> **Task directions**: Print the passage of the exosome figure caption that starts at "Figure 2. The exosomes" and ends at "independent experiments. *P<0.05.", copying it word for word.

Figure 2. The exosomes derived from cancer cells contain a number of migration-associated factors. (A) 1×105 NCI-H1688 or NCI-H2228 cells/well were added to the upper chamber, and DMEM/10% FCS with TGF-β and/or IL-10 (10 ng/ml) to the lower chamber. Cells were allowed to migrate at 37°C for 12 h in the medium before quantification (B). The exosomes collected from HEK-293, NCI-H1668 and NCI-H2228 under normaxia or hypoxia were freeze-thaw, and subjected to ELISA assay for (B) TGF-β and (C) IL-10. Bars represent mean ± SEM numbers of transmigrated cells from 3 independent experiments. *P<0.05.

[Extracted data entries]

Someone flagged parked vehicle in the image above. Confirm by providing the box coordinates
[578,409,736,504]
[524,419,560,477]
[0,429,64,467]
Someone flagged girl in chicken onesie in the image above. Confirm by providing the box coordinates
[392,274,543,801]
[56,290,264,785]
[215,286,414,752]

> **Solved problem**:
Figure 2. The exosomes derived from cancer cells contain a number of migration-associated factors. (A) 1×105 NCI-H1688 or NCI-H2228 cells/well were added to the upper chamber, and DMEM/10% FCS with TGF-β and/or IL-10 (10 ng/ml) to the lower chamber. Cells were allowed to migrate at 37°C for 12 h in the medium before quantification (B). The exosomes collected from HEK-293, NCI-H1668 and NCI-H2228 under normaxia or hypoxia were freeze-thaw, and subjected to ELISA assay for (B) TGF-β and (C) IL-10. Bars represent mean ± SEM numbers of transmigrated cells from 3 independent experiments. *P<0.05.